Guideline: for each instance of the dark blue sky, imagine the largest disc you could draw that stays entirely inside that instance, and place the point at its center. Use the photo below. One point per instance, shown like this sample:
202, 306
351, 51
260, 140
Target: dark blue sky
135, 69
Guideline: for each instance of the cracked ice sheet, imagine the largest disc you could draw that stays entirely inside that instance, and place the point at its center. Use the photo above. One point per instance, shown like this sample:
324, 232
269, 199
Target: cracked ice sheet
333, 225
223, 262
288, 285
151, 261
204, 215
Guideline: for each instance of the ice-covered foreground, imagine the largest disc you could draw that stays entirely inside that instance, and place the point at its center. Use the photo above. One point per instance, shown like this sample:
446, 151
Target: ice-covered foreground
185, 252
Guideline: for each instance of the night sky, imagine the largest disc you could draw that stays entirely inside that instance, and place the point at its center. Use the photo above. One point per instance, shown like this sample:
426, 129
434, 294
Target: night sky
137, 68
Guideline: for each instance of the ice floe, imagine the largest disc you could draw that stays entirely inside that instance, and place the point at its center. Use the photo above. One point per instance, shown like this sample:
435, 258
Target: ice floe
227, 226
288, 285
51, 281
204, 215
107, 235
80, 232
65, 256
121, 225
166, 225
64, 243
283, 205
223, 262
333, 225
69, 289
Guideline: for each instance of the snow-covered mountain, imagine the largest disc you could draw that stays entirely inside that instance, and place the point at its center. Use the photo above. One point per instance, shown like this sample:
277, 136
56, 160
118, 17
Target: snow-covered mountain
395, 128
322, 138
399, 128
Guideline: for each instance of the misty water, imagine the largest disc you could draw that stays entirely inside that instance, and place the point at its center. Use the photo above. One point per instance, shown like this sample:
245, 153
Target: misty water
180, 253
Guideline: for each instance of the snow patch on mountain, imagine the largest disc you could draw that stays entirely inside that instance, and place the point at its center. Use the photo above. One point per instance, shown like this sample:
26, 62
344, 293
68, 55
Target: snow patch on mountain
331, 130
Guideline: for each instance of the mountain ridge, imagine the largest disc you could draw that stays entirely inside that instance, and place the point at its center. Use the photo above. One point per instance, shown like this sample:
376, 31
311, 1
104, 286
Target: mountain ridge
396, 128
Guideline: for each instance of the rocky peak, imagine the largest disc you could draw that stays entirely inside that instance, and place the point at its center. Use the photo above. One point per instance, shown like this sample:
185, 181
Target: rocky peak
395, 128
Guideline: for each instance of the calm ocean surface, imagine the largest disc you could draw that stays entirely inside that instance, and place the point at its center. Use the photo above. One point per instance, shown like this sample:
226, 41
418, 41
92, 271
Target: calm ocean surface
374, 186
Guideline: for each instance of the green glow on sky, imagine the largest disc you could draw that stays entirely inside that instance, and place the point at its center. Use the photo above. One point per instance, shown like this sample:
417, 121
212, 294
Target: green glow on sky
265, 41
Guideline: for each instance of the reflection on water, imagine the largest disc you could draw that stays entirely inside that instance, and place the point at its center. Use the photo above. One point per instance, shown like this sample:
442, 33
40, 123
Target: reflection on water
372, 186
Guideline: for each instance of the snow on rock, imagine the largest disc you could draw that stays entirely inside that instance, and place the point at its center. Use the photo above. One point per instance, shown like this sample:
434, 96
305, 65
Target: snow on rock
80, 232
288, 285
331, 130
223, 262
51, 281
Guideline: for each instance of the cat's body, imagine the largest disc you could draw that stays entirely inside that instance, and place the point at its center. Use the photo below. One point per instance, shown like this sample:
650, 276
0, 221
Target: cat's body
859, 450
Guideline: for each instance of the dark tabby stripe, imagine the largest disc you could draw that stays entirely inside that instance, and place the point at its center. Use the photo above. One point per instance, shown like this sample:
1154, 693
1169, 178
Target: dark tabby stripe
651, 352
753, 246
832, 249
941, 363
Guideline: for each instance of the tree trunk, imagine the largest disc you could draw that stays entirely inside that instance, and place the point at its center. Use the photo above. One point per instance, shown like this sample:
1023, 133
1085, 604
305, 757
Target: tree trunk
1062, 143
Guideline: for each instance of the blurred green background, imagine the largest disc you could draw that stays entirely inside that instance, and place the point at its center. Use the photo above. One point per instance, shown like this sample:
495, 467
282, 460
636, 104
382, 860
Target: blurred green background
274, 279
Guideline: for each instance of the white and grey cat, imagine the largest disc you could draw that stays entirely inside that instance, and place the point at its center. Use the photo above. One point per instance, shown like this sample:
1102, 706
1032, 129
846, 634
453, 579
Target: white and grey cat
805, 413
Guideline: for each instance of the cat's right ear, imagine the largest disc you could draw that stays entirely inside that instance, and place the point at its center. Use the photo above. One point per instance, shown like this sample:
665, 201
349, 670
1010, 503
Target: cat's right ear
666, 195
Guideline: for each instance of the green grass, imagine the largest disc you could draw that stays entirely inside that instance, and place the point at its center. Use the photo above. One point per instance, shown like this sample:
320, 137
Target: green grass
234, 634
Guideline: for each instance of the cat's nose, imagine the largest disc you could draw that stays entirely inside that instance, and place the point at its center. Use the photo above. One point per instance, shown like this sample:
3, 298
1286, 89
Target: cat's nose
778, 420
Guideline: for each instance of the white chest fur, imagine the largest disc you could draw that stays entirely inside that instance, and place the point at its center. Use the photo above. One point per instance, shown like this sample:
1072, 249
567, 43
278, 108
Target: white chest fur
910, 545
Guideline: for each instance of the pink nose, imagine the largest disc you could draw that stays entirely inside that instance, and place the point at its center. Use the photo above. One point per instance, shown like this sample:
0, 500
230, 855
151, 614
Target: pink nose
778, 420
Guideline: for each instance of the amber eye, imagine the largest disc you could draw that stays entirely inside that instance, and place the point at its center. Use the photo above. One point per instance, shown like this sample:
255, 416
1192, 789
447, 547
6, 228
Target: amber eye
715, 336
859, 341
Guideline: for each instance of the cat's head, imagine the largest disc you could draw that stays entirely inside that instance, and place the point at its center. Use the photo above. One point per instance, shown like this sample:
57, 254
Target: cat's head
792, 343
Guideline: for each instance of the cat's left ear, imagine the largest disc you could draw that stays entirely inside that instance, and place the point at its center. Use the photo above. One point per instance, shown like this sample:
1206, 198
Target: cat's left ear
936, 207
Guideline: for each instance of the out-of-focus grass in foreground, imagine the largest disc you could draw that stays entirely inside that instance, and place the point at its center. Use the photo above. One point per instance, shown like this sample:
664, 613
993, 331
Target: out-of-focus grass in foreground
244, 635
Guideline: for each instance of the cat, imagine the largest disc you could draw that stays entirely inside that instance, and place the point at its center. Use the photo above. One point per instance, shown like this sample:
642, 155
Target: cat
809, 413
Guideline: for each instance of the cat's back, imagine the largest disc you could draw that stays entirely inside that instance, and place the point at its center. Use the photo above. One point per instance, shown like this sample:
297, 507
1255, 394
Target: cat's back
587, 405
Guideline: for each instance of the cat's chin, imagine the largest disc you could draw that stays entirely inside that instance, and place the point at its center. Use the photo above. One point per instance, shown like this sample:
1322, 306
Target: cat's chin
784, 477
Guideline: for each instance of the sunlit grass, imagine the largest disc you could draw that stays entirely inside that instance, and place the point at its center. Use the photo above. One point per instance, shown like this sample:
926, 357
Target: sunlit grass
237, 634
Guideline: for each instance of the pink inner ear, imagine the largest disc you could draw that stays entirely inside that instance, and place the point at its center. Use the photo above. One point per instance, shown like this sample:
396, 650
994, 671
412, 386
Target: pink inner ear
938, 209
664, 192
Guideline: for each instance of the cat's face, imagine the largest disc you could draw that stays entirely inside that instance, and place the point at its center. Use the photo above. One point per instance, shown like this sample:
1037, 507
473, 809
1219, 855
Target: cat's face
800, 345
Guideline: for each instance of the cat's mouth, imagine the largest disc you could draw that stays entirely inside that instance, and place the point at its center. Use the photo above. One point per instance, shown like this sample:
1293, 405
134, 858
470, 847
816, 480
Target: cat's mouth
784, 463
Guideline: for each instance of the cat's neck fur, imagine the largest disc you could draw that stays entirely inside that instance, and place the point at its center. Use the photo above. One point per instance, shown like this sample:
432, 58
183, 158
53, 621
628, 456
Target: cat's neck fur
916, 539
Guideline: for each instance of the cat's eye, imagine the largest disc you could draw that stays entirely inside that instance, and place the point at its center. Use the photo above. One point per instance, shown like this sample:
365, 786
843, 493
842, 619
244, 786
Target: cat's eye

» What you should do
Up to and including the line with "Guideline: for each instance of the misty", repeat the data exactly, starting from its first line; nothing else belongs in the response.

» Response box
Guideline: for each instance of the dark blue sky, imagine the largest disc you could draw that stays entirely inside that instance, and place the point at its center. Use the photo below. One point per instance, shown like this sample:
202, 306
351, 51
260, 140
Target: dark blue sky
135, 69
Guideline: for each instance of the cracked ice sheet, imagine the largest disc you could draw that stays entirely inside that instance, and place the point at its center. Use the photo above. One point per instance, shown like this sample:
324, 232
269, 199
Target: cracked ice sheet
333, 225
223, 262
288, 285
151, 261
204, 215
Guideline: for each instance of the ice-covered foreground, imagine the largest disc you could draw that stays entirely inside that instance, and place the point at its center. Use the photo above. One point per instance, shown like this sample:
446, 151
Target: ice-covered foreground
185, 252
Guideline: for each instance of the night sky, imagine the largest disc you could draw that stays entirely inside that instance, and place the point at its center. Use the photo above. One point per instance, shown like this sample:
426, 129
434, 294
Target: night sky
137, 68
Guideline: for each instance of the ice floe, imagine the largest disc you could draw that stays entirely inside that instance, and place the point at its center. Use the photo above. One point per instance, shown like this sample:
435, 258
Target: ice floe
227, 226
288, 285
51, 281
204, 215
107, 235
80, 232
65, 256
121, 225
166, 225
64, 243
283, 205
223, 262
333, 225
69, 289
Guideline: for each instance of the snow-covered mountain, imagine the largest disc you could draw that stays entirely inside that instance, and place the point at its center. Use the photo above. One point per instance, shown like this sample:
277, 136
56, 160
118, 17
Target: snow-covered mountain
395, 128
322, 138
399, 128
Guideline: for each instance of the misty water, imagine the largest disc you could draw that stays entirely inside that instance, and place the point at its center. Use the photo above. One point per instance, shown like this sample:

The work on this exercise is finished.